INFORMATION PROVIDED START

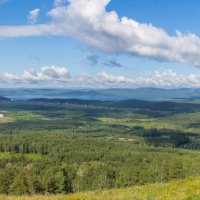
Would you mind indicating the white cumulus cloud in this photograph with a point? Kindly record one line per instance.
(33, 16)
(61, 77)
(52, 75)
(90, 22)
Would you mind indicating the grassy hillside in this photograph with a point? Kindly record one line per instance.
(178, 190)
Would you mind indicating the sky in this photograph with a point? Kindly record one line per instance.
(100, 43)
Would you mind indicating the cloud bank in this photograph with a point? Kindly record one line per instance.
(100, 29)
(60, 77)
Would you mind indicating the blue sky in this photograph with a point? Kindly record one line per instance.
(97, 63)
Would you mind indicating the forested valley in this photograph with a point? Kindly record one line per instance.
(68, 146)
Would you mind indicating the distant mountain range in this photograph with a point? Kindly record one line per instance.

INFORMATION PROVIDED END

> **EXERCISE DETAILS**
From the line containing "Would you mind indicating the forested" down to the last line, reproduce the records exactly. Include both ends.

> **RESPONSE TO THIS TASK**
Would you mind indicating the forested valley in this photograph with a point? Kindly record one line per instance.
(68, 146)
Would you mind indicating the distant mountain range in this photograph with a point? Kindly record one line per instance.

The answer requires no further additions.